> PROBLEM REQUIREMENTS:
In the text on nvarchar and sort order, write out the part that opens with "I have executed" and closes with "in following script.", switching "execution" to "run" wherever it occurs.

··· TEXT TO READ

Today I’m going to show you that nvarchar is not always what we want to use, especially if we don’t need to support Unicode strings.  Imagine a staging scenario when loading a data warehouse.  Often the Business Keys (BK) are strings, and depending on the source system, sometimes very long strings – I’ve seen situations with a combined business key of over 500 bytes!  (You can’t imagine what some data sources look like but that’s another story.)  Do we really want to convert these to Unicode, and thus double their size?  Furthermore, to improve lookups we put indexes on those BKs.  These indexes would double in size as well.  So no, we don’t really want to make these fields Unicode, and certainly not when we want our ETLs to perform as fast as possible.

Reason #2 For Not

That was reason number one why nvarchar is not always the solution.  And here comes reason number two.  In my scenario, the source tables are located in an Oracle database.  And guess what: by default Oracle’s ORDER BY behaves different than SQL Server’s ORDER BY (when using the regular Latin1_General_CI_AS or SQL_Latin1_General_CP1_CI_AS collations)!  By default Oracle uses binary string comparison to sort its data and the reason for it appears to be that that’s the only way to prevent a full table scan.  I’m no Oracle expert but that’s what the documentation states.

Here’s a little demonstration.  The following script prepares a table variable and selects the data from it, sorted ascending.

declare @tbl table( col1 varchar(20));
insert into @tbl select ‘AA’;
insert into @tbl select ‘A’;
insert into @tbl select ‘A-’;
insert into @tbl select ‘A A’;
insert into @tbl select ‘BA’;
insert into @tbl select ’0′;
insert into @tbl select ’1′;
insert into @tbl select ‘-0′;
insert into @tbl select ‘-1′;
insert into @tbl select ‘A0′;
insert into @tbl select ’0A’;
insert into @tbl select ‘-A’;
insert into @tbl select ‘-B’;
insert into @tbl select ‘a’;
insert into @tbl select ‘b’;
insert into @tbl select ‘ ‘;

select * from @tbl
order by col1 asc;

I have executed it once just as stated above (while connected to a database that uses the SQL_Latin1_General_CP1_CI_AS collation) and once more while using nvarchar as data type for the column in the table variable.  The first execution will sort the data using a non-Unicode sorting algorithm, while the second execution will order the data according to the Unicode sorting method.  The results will be shown further below for easier comparison.

On Oracle I performed a similar procedure, as shown in following script.

······
··· STORED RECORDS

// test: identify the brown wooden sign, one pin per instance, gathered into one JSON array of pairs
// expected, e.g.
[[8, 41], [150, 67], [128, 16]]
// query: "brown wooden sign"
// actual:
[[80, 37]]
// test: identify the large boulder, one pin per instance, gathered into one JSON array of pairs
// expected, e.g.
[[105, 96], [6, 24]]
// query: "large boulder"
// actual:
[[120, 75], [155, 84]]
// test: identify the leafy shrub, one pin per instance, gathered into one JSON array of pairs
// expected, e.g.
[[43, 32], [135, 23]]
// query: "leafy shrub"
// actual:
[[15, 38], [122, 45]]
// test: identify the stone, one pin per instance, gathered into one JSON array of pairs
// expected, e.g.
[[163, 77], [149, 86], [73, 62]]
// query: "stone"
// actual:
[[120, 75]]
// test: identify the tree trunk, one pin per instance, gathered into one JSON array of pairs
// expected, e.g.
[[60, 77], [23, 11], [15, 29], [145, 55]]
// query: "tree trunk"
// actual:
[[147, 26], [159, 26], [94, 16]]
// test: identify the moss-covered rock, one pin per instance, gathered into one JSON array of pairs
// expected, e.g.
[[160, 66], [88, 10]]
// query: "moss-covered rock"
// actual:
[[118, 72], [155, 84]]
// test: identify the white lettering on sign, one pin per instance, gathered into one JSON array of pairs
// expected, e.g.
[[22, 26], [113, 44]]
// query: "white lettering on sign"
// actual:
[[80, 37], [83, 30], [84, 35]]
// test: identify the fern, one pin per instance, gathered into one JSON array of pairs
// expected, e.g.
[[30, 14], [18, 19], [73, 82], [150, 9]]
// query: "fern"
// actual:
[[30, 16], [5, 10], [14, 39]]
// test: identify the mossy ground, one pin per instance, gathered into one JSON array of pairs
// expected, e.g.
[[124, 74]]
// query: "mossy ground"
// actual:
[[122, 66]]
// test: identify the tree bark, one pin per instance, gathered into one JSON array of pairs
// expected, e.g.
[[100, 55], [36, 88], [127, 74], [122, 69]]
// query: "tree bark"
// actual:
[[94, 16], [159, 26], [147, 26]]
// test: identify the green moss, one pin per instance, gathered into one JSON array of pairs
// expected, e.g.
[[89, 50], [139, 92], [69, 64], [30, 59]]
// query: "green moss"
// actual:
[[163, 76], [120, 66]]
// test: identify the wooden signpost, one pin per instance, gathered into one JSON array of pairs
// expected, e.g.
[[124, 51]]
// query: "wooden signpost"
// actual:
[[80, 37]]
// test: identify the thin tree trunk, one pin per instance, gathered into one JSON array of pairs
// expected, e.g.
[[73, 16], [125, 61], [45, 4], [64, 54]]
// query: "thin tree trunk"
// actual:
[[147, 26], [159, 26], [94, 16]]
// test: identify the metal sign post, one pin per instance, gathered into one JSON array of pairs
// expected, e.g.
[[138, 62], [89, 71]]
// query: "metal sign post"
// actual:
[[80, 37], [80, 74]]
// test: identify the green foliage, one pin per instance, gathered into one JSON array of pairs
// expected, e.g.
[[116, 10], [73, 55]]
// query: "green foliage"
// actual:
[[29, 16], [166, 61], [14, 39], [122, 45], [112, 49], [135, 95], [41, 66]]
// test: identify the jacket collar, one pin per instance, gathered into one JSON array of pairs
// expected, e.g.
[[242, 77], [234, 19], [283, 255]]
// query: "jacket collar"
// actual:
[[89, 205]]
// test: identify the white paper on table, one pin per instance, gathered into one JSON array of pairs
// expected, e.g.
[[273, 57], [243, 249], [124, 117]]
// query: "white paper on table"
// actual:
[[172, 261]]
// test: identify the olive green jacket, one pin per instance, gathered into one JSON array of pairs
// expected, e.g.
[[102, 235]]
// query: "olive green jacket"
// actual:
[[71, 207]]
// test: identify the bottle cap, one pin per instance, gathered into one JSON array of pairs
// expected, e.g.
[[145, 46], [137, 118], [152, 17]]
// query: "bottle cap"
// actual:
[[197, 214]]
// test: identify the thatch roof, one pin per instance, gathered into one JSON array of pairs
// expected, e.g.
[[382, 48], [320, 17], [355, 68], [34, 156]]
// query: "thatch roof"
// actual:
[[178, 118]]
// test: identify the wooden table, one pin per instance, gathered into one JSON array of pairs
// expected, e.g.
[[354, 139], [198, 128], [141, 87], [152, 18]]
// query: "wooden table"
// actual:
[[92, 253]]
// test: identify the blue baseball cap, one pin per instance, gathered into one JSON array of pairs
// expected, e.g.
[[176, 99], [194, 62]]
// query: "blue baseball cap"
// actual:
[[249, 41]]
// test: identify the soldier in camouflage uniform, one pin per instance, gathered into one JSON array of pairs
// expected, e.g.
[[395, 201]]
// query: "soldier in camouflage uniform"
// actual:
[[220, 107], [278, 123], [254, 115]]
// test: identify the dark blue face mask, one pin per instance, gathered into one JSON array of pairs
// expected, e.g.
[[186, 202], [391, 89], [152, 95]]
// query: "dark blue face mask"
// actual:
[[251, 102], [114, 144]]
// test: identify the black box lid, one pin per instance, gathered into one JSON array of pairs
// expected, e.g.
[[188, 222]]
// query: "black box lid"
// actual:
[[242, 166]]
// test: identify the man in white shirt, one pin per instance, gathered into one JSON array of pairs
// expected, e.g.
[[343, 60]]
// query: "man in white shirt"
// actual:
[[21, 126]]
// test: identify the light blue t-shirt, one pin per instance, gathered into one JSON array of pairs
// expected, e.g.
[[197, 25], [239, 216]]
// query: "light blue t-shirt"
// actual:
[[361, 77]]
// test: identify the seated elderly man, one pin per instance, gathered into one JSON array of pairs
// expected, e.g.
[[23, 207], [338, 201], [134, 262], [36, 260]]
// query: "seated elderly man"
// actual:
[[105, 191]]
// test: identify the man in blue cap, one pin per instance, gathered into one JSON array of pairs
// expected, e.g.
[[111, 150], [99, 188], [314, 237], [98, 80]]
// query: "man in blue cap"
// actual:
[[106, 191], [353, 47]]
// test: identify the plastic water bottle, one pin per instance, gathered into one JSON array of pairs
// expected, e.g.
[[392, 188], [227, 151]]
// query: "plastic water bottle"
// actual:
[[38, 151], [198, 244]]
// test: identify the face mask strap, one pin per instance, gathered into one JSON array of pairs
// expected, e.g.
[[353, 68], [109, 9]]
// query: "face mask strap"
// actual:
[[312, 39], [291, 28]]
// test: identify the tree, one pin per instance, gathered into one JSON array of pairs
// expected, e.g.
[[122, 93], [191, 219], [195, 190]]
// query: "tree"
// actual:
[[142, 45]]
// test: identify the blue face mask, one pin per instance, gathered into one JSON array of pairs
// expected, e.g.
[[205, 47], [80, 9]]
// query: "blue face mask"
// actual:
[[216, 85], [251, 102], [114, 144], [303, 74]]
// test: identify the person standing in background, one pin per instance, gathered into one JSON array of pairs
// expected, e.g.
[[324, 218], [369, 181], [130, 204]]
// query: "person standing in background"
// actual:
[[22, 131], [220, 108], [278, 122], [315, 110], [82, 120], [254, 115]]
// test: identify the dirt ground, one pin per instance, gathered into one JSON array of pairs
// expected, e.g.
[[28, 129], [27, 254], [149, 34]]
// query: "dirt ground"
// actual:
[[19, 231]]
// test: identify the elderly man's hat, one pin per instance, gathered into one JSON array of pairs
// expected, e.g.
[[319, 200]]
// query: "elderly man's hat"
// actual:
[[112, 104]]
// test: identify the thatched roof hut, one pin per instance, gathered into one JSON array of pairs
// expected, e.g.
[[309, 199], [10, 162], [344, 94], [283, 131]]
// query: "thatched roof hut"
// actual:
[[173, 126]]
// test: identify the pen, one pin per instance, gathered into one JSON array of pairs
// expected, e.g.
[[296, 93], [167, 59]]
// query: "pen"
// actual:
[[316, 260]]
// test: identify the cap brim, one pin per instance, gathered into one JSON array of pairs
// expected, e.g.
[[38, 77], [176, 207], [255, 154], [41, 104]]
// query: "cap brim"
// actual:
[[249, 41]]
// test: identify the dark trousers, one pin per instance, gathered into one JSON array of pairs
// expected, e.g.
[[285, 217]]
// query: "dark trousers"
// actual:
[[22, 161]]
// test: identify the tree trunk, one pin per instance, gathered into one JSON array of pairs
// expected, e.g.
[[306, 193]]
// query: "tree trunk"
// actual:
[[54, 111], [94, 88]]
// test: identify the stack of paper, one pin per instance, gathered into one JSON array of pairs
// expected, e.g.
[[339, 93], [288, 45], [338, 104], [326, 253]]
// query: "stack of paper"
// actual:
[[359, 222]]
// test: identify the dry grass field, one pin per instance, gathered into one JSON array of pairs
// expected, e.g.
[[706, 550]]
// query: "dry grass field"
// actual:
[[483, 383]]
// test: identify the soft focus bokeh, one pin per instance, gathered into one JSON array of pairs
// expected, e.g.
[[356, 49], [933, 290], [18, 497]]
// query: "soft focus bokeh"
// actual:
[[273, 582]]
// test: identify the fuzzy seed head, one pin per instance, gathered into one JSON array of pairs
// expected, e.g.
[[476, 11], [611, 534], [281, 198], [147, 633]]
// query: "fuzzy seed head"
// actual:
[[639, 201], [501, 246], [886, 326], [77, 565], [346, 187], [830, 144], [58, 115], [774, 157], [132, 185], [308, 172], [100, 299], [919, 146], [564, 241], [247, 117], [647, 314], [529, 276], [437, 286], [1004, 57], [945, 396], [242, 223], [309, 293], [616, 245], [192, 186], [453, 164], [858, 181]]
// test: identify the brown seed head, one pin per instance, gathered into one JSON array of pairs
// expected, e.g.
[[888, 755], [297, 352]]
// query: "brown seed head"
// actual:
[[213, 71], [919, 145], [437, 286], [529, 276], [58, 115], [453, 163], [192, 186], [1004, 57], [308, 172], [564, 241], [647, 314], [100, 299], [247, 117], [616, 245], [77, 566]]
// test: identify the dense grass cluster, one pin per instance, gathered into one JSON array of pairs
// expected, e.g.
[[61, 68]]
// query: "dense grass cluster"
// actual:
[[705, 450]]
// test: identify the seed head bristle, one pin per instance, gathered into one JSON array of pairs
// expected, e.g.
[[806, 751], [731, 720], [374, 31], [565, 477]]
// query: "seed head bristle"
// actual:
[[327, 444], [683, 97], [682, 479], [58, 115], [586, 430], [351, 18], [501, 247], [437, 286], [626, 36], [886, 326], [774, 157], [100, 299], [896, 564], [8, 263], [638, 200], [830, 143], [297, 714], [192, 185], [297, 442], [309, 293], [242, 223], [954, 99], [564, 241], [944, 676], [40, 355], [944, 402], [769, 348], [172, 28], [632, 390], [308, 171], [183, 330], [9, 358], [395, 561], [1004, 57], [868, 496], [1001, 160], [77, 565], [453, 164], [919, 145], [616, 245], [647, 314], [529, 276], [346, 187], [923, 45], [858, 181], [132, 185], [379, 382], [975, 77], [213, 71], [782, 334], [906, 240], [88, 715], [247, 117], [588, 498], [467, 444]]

······

> TASK OUTPUT:
I have executed it once just as stated above (while connected to a database that uses the SQL_Latin1_General_CP1_CI_AS collation) and once more while using nvarchar as data type for the column in the table variable.  The first run will sort the data using a non-Unicode sorting algorithm, while the second run will order the data according to the Unicode sorting method.  The results will be shown further below for easier comparison.

On Oracle I performed a similar procedure, as shown in following script.